>>>

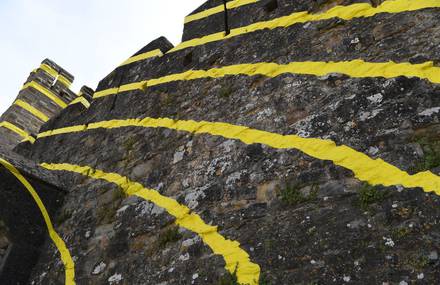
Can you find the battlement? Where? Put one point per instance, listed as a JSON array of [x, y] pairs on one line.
[[45, 93]]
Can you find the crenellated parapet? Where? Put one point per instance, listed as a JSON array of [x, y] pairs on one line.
[[44, 94]]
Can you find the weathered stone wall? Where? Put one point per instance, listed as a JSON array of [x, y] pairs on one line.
[[302, 220], [23, 230], [27, 121]]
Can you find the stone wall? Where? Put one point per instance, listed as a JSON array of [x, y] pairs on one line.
[[23, 230], [303, 220]]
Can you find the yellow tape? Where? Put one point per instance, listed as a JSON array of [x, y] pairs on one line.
[[237, 260], [46, 92], [81, 100], [17, 130], [355, 68], [143, 56], [373, 171], [218, 9], [69, 265], [34, 111], [47, 68]]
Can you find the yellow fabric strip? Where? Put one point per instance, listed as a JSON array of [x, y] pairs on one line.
[[143, 56], [47, 68], [236, 259], [355, 68], [34, 111], [17, 130], [81, 100], [67, 260], [46, 92], [373, 171], [218, 9]]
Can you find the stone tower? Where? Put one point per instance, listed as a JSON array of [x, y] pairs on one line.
[[45, 93]]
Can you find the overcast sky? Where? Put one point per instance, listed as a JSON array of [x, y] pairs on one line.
[[88, 38]]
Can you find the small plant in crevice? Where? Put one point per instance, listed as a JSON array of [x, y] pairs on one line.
[[369, 195], [229, 279], [170, 235], [431, 154], [291, 194]]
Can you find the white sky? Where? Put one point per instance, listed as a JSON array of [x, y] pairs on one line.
[[88, 38]]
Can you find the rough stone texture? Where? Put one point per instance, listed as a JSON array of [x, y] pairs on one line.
[[22, 228], [27, 121], [304, 221]]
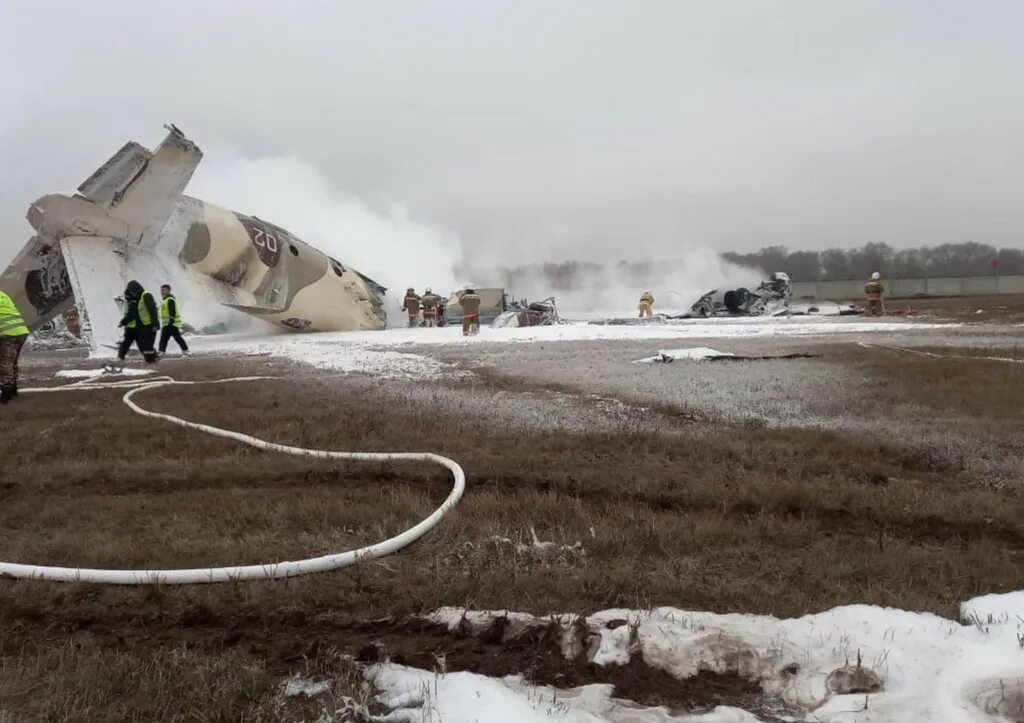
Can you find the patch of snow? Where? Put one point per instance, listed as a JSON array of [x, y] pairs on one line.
[[856, 663], [695, 353], [331, 354], [301, 685], [373, 351], [89, 373]]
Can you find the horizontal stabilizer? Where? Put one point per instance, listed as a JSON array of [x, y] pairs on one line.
[[113, 177]]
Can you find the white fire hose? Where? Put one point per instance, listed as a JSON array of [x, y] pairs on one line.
[[268, 570]]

<<<

-- What to produce --
Lay out every line of the records above as a JSON list of strings, one string per line, with blank lines skipped and the pictures left out.

-- Problem solution --
[
  "Can you find the battlement? Where? Put one point per instance, listed as a JSON array of [x, y] pairs on one line.",
  "[[45, 93]]",
  "Can you find the crenellated parapet? Where? Put one point per instance, listed as a JSON array of [x, y] pairs on one line.",
  "[[44, 94]]",
  "Can you find the weathered stone wall? Where? Put one point per instance, listed as a JSON array of [x, y] pairs on one line.",
  "[[302, 220], [23, 230], [27, 121]]",
  "Can you find the stone wall? Where? Put one point per instance, listed as a JSON array of [x, y] pairs on one line.",
  "[[23, 230], [303, 220]]",
  "Can you find the yellow tape? Where? Put one point per instance, listed as a JSON array of [x, y] pairs on one line.",
  "[[237, 260], [46, 92], [81, 100], [17, 130], [355, 68], [143, 56], [373, 171], [218, 9], [69, 265], [34, 111], [47, 68]]",
  "Can you find the yellow fabric strip? Where? Put one point per instance, listed as a JSON array of [x, y] pairs on one line.",
  "[[143, 56], [47, 68], [236, 259], [355, 68], [34, 111], [17, 130], [81, 100], [67, 260], [46, 92], [373, 171], [218, 9]]",
  "Can you find the stone tower? Where? Put one point per instance, listed as a JSON array of [x, y] pairs on one line.",
  "[[45, 93]]",
  "Can you find the overcast sky? Where? Put one point per instance, listed as a JSON array of [x, y] pairs on one line.",
  "[[88, 38]]",
  "Can you find the small plant in crevice? Where? Put one point per instance, listed as a JSON array of [x, y] pairs on one line.",
  "[[369, 195], [229, 279], [170, 235], [431, 154], [291, 194]]",
  "Can you find the white sky? Where? Put one point per instance, listed as a JSON array of [x, y] pairs on one line.",
  "[[88, 38]]",
  "Can you find the rough stone texture? Where? Put one point per instance, listed as a JSON array of [x, y] pairs on one line.",
  "[[22, 228], [27, 121], [304, 221]]",
  "Can you find the patch of snow? Where? Put one point per instance, listed as a JSON array of [x, y] pairs on one line.",
  "[[856, 663], [695, 353], [331, 354], [301, 685], [373, 351], [89, 373]]",
  "Can you find the horizontal stabilizer? Where? Put one point per instance, listed as a JSON array of [x, y] pairs on one line.",
  "[[113, 177]]",
  "Can you find the white fire hose? Where? Put one point per instance, listed as a JSON array of [x, y] pairs on one line.",
  "[[268, 570]]"
]